**DIRECTIONS FOR THIS TASK:**
Render the lines of the material as a JSON list of strings, one string per line and no blank lines, running from the line containing "[point] at the yellow disc" through the final line of the material, both ends included.

─── TASK INPUTS

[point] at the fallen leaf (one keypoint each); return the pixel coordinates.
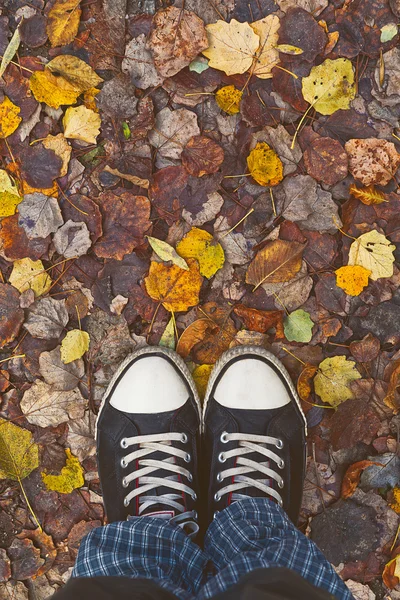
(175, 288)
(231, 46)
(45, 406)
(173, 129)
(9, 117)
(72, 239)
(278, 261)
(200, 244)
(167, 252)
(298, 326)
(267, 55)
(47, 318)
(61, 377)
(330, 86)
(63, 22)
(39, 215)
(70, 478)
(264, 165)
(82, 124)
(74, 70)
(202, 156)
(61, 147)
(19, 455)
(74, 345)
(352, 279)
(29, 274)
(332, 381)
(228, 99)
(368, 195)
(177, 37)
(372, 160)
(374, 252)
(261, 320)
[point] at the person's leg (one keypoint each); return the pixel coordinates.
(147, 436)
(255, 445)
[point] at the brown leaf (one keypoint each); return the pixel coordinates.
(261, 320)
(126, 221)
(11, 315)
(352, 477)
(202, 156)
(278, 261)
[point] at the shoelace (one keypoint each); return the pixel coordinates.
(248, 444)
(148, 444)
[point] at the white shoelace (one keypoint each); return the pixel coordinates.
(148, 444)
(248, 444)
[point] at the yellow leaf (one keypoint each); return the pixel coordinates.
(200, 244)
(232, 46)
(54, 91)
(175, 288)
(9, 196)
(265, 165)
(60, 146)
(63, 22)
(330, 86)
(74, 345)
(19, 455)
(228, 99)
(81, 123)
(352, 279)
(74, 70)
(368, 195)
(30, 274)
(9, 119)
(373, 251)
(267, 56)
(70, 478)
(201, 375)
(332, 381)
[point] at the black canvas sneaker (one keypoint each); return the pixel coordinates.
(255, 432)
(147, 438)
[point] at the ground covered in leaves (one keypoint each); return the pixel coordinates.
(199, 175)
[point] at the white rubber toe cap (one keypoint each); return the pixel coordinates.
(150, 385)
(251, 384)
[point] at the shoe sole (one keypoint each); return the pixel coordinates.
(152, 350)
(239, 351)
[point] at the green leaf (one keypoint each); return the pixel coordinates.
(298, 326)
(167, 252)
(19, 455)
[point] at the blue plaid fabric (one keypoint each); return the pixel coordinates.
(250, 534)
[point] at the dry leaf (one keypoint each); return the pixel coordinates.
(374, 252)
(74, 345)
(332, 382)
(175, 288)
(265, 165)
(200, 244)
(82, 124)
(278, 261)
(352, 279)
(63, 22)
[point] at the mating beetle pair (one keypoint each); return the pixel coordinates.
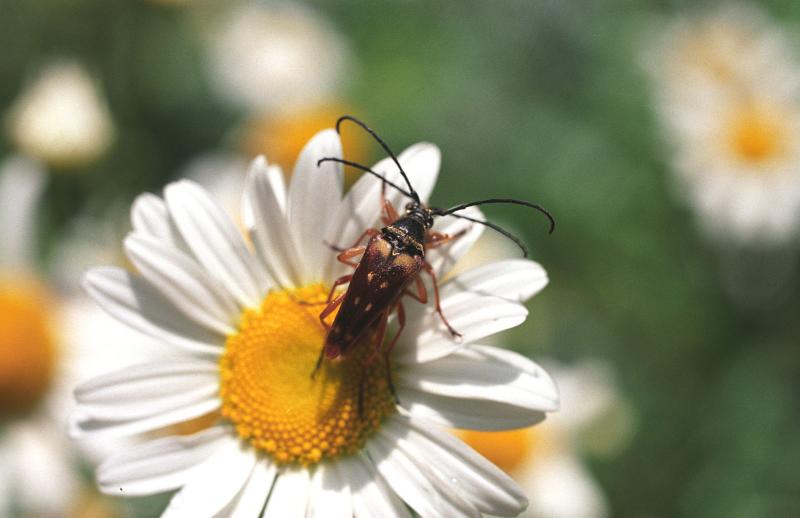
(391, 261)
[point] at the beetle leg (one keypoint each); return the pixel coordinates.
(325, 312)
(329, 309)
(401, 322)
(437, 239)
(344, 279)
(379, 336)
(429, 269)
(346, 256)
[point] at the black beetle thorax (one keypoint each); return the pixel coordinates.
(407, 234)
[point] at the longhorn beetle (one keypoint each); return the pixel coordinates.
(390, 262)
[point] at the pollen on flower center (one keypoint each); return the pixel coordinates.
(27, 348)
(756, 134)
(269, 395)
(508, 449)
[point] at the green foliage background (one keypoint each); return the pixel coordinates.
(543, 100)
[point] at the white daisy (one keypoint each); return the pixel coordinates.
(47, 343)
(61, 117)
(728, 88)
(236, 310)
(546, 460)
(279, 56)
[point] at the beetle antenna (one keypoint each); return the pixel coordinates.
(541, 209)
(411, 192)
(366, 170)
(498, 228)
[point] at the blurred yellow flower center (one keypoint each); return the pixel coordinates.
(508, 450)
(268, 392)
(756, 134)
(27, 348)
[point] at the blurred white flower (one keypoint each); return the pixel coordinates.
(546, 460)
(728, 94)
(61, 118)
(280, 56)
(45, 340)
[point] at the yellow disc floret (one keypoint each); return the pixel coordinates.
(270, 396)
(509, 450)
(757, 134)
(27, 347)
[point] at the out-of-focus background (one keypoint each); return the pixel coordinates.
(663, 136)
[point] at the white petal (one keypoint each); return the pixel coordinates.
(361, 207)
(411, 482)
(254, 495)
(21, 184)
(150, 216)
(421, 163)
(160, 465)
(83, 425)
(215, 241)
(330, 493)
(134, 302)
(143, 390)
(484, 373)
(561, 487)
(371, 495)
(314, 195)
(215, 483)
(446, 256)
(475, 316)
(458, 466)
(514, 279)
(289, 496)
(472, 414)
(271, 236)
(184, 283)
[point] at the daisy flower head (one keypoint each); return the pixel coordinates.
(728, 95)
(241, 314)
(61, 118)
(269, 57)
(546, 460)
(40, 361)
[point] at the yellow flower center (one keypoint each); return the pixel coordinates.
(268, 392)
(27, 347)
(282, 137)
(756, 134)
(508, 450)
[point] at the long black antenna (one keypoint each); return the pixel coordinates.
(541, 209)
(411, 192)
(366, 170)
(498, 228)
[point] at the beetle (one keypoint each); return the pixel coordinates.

──────

**SOLVED PROBLEM:**
[
  "[point] at the yellow disc floret (one keypoint each); return the pixel coordinates.",
  "(270, 396)",
  "(509, 450)",
  "(757, 134)",
  "(27, 347)",
  "[point] at the out-of-focus background (one keypoint each); return the pixel coordinates.",
  "(663, 136)",
  "[point] at the white petal (one keypoint each); return the pixel coordinates.",
  "(361, 207)",
  "(411, 482)",
  "(254, 495)",
  "(21, 184)",
  "(150, 216)",
  "(421, 163)",
  "(160, 465)",
  "(83, 425)",
  "(215, 241)",
  "(330, 493)",
  "(134, 302)",
  "(143, 390)",
  "(484, 373)",
  "(561, 487)",
  "(371, 495)",
  "(314, 195)",
  "(215, 483)",
  "(446, 256)",
  "(475, 316)",
  "(458, 466)",
  "(514, 279)",
  "(289, 496)",
  "(472, 414)",
  "(271, 236)",
  "(184, 283)",
  "[point] at the daisy flower head (one keypoint each); return the pixel coordinates.",
  "(728, 95)",
  "(241, 314)",
  "(61, 118)",
  "(269, 57)",
  "(546, 460)",
  "(40, 361)",
  "[point] at the yellow flower center (one keypoint each); return the pixel coordinates.",
  "(268, 392)",
  "(27, 347)",
  "(282, 137)",
  "(756, 134)",
  "(508, 450)",
  "[point] at the long black antenna (one keypoint each); return the pixel coordinates.",
  "(541, 209)",
  "(411, 192)",
  "(366, 170)",
  "(498, 228)",
  "[point] at the beetle (one keypoint each); return the pixel coordinates."
]